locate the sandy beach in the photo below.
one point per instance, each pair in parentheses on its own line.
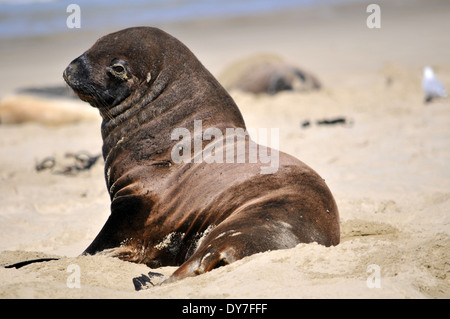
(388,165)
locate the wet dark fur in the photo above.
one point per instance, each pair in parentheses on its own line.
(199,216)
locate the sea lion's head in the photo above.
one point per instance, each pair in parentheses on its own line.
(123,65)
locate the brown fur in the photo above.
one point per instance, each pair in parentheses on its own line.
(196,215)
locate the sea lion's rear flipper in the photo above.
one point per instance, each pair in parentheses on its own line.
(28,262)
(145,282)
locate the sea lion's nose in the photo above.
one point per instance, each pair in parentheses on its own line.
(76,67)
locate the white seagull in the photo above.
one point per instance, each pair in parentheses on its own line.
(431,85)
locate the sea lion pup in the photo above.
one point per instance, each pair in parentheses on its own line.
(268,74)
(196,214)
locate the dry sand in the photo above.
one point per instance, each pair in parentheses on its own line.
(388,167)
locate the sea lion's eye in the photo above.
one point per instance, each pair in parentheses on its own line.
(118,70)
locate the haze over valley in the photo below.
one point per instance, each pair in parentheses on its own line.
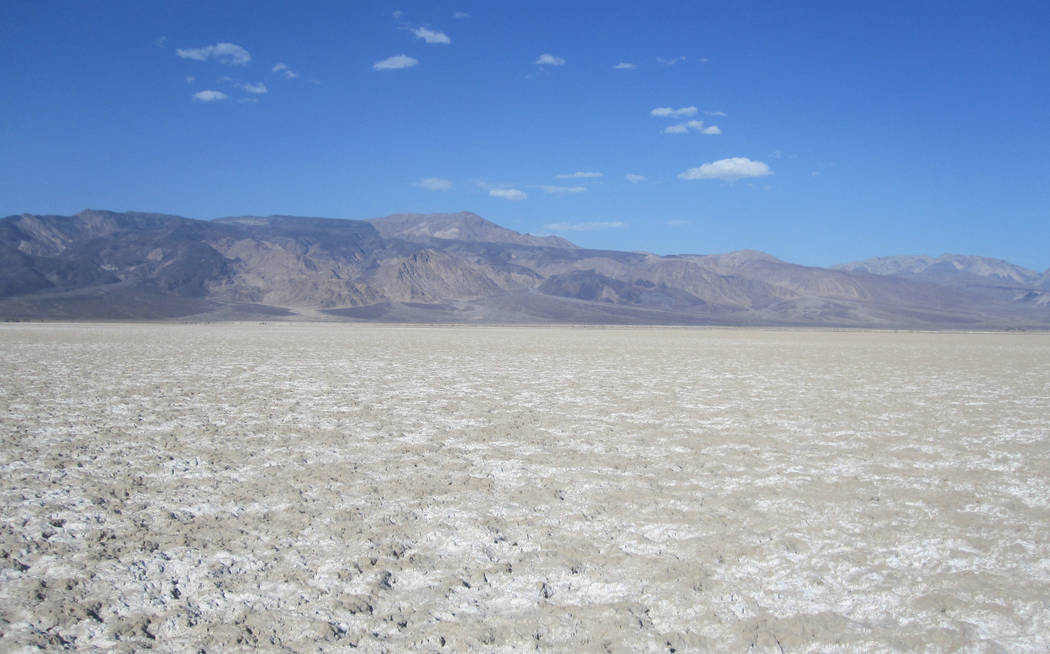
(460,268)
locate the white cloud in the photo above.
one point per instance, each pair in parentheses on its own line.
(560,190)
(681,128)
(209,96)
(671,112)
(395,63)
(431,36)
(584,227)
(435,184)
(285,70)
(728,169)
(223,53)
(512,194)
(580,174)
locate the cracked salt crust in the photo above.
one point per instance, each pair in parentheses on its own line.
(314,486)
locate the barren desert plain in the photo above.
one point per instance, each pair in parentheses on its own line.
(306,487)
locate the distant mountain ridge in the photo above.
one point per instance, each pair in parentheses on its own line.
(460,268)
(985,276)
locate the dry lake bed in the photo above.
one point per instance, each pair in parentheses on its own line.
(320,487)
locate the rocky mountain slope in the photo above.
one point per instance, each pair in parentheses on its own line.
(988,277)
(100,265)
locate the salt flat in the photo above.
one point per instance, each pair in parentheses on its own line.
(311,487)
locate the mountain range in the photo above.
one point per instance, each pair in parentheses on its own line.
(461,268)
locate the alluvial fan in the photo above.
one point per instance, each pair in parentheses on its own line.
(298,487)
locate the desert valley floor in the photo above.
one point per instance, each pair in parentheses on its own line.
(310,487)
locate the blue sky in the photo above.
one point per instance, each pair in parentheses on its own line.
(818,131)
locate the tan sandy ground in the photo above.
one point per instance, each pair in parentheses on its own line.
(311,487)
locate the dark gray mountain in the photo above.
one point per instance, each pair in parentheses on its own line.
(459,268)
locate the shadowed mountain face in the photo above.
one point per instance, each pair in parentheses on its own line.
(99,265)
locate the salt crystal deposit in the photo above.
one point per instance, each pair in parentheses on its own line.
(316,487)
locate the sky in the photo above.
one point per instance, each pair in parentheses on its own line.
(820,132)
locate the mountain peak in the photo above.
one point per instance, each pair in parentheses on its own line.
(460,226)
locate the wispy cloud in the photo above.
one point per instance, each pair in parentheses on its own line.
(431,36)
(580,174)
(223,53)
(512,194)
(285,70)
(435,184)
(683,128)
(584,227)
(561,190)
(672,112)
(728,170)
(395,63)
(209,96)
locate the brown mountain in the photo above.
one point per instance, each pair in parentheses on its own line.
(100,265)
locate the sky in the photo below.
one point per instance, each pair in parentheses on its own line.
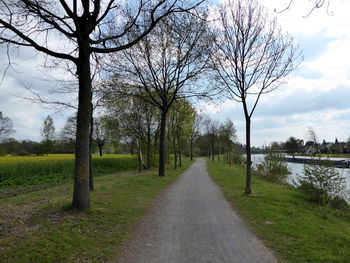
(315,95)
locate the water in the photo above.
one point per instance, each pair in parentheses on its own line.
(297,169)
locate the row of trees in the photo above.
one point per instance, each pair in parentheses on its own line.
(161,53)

★ ★ ★ ★ ★

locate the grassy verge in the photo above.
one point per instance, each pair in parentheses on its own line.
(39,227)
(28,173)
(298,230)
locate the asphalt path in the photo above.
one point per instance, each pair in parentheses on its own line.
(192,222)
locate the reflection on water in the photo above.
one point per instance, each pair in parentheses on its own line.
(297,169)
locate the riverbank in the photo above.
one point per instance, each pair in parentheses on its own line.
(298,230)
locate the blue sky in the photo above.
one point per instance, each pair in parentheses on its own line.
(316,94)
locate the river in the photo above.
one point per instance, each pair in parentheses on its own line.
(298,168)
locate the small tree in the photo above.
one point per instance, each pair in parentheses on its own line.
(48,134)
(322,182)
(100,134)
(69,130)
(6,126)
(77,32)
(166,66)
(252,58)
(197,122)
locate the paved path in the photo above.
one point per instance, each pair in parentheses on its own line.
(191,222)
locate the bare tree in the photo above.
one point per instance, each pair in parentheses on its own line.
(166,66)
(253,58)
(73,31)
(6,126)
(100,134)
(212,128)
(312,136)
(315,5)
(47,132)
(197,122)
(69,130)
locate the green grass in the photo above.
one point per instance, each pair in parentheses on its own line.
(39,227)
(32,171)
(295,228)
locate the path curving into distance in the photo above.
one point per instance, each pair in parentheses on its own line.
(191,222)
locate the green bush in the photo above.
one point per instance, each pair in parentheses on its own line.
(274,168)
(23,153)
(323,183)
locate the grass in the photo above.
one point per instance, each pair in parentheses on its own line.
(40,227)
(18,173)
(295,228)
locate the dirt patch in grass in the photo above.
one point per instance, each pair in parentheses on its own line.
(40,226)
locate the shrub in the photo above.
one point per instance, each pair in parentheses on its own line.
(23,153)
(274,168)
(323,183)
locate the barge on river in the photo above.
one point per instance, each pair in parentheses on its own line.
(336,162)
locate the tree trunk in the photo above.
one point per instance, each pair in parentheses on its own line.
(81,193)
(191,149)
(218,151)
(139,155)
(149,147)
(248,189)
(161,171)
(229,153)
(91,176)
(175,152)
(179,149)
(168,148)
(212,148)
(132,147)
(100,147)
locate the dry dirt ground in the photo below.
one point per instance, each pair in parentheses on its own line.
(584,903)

★ ★ ★ ★ ★

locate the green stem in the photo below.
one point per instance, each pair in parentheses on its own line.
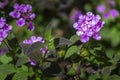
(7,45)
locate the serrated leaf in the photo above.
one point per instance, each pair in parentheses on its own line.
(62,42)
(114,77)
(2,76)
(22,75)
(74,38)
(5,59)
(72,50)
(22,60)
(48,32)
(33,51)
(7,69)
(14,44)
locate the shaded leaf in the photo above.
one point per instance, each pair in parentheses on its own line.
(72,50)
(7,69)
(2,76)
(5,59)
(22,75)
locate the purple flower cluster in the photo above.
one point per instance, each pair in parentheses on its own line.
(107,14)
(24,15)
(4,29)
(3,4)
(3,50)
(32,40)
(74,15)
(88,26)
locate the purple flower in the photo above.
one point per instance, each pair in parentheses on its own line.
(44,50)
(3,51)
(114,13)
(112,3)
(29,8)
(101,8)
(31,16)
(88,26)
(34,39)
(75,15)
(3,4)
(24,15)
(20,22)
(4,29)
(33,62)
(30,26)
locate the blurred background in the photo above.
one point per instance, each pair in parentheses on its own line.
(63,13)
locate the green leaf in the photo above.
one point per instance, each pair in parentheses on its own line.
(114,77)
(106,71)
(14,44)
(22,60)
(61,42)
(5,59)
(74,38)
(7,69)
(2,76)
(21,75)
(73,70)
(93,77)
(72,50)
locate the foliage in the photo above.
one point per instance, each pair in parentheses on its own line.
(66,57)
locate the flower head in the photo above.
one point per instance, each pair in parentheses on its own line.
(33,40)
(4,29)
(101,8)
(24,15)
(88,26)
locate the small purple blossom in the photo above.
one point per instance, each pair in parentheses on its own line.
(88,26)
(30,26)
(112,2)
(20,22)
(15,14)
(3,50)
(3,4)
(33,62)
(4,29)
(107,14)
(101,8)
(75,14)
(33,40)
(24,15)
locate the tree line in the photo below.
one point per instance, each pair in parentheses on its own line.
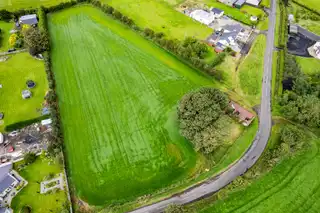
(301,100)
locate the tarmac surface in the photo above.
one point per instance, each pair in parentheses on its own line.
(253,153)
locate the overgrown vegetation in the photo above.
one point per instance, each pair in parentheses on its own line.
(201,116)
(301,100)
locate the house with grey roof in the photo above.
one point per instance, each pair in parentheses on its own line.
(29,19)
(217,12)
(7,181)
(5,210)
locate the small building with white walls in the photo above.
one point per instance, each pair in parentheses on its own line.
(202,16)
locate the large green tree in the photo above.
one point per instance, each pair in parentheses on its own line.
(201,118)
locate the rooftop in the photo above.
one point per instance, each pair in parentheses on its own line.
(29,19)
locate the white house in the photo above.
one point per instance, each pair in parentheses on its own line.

★ ★ ★ ★ ★

Within the listing above, find the line containing "locate the sandy beach in the photo below." and the line containing "locate the sea lion's head". Transcribe them and everything between them exactly, leaving out the pictures.

Written reply:
locate the sandy beach in the photo below.
one point per instance, each pair in parentheses on its own line.
(388,165)
locate the wet dark fur in the photo above.
one point per instance, each pair in parentheses on its own line.
(199,216)
locate the sea lion's head in the photo above.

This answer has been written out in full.